■ **Excerpt**
----

Urban green spaces (UGS), such as urban parks, forests, street greenery, and residential green areas, function as essential components of urban ecological infrastructure. They offer a range of ecological benefits, including mitigating the urban heat island effect, purifying air, reducing noise pollution, and regulating urban flooding [1,2]. UGS also can encourage outdoor activities, social interactions, and contribute to both physical and mental well-being. Even non-recreational or visual contact, such as viewing greenery from a residence, has been shown to significantly reduce anxiety and stress levels [3,4,5]. In recognition of its multifaceted value, the United Nations’ 2030 Agenda for Sustainable Development has designated the provision of “safe, inclusive, and accessible green public spaces” as a key development goal [6].

Whether the multifaceted ecological, social, and health benefits embedded within UGSs can be effectively accessed and equitably shared by residents necessitates systematic assessment. The spatial accessibility evaluation measures whether residents can reach sufficient UGS within a practical travel threshold [7]. The diversity assessment of accessible UGS types examines whether green spaces meet the varied needs of residents for recreation, social interaction, exercise, and ecological experiences, directly influencing usage frequency and satisfaction [8]. The equity assessment, meanwhile, focuses on whether different demographic groups have relatively equal opportunities to access high-quality green resources [9].

Accurate UGS spatial data is fundamental to these assessments. Early UGS mapping relied heavily on field surveys and aerial photography, but prohibitive costs limited large-scale application [10,11]. The advent of remote sensing revolutionized UGS evaluation. Satellite platforms (e.g., Landsat, Sentinel) utilizing optical, SAR, and LiDAR sensors now provide continuous, rapidly revisiting imagery with broad spectral coverage at resolutions from kilometers to sub-meters. Vegetation exhibits distinct spectral signatures within these imageries, enabling crucial UGS identification in complex urban settings [12]. Critically, NASA and ESA’s open data policies have unlocked over 50 years of Earth observation data [13], enabling large-scale, rapid, and long-term UGS studies. This establishes the essential data foundation for in-depth evaluations of UGS accessibility, diversity, and equity.

----

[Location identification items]
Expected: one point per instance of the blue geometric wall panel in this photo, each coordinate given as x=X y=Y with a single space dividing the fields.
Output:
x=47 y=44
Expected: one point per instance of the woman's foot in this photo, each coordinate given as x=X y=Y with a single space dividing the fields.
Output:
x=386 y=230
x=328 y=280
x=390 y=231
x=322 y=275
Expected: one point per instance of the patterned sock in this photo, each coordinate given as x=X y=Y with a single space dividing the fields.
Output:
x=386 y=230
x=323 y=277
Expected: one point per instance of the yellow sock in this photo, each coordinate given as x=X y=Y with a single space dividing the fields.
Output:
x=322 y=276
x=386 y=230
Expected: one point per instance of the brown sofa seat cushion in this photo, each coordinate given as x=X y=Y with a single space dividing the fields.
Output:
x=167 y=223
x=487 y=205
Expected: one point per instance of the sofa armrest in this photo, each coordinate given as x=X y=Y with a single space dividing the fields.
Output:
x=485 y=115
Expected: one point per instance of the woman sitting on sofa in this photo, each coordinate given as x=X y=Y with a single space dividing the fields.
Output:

----

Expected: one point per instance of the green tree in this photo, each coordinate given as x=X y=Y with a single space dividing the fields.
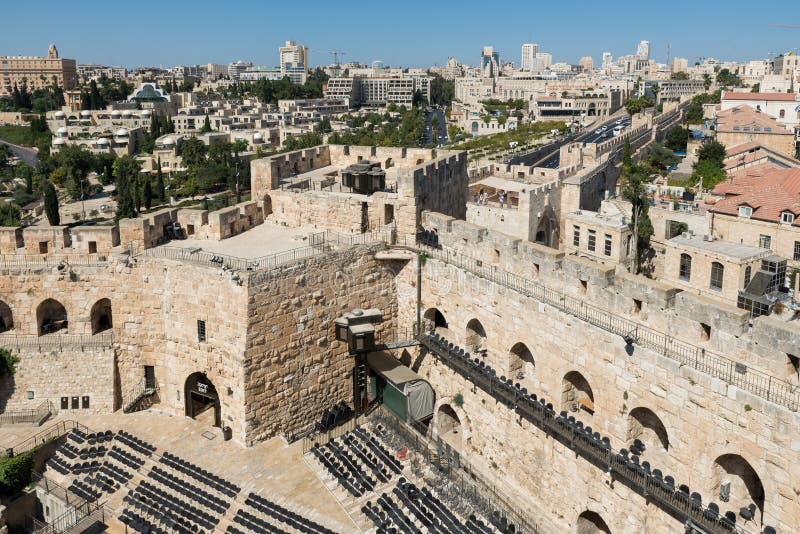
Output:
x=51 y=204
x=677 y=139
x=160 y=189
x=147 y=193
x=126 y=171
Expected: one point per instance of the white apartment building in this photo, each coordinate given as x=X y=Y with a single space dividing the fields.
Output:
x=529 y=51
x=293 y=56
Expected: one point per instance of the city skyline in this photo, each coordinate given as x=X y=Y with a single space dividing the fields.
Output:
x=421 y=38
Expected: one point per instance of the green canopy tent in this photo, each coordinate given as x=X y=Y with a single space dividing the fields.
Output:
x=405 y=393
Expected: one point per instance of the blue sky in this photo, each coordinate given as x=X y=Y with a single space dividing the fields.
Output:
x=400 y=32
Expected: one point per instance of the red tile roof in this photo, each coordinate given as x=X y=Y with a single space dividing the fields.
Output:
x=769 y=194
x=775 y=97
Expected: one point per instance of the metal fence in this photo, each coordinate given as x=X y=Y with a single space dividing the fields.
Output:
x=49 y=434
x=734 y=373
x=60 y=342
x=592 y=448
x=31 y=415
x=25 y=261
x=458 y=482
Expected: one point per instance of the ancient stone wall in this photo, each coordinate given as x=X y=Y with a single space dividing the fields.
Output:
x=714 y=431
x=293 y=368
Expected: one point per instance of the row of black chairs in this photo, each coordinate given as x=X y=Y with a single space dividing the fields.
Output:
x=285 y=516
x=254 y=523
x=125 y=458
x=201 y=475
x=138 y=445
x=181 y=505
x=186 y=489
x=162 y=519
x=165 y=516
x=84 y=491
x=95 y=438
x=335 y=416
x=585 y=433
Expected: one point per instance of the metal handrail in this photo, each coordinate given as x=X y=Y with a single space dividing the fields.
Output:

----

■ **What the exercise asks**
Extend the excerpt on urban green spaces past its final sentence.

■ **Final result**
UGS accessibility specifically refers to the amount of green space residents can practically use within a defined travel cost [8]. UGS accessibility measurement approaches generally fall into three categories: supply-based, distance-based methods, and supply–demand interaction-based [7,14]. Supply-based methods employ buffers or network service areas to calculate the cumulative UGS area accessible within a specific travel distance or time from residences [15]. They offer intuitive insights into UGS provision and travel distance but often overlook demand heterogeneity. Distance-based methods calculate the minimum distance (Euclidean, cost-weighted, or network distance) from origins to destinations [16]. These methods effectively capture travel impedance but typically underrepresent the match between UGS attractiveness and resident demand. Supply–demand interaction-based methods quantify the relationship between UGS supply and resident demand within a catchment area, often conceptualized as UGS per capita. Classic techniques include gravity models and the two-step floating catchment area (2SFCA) method [14]. The 2SFCA method integrates UGS supply capacity and resident demand, incorporating distance decay functions to reflect the preference of residents for nearby UGS [17]. Consequently, this study adopts the 2SFCA method for accessibility assessment.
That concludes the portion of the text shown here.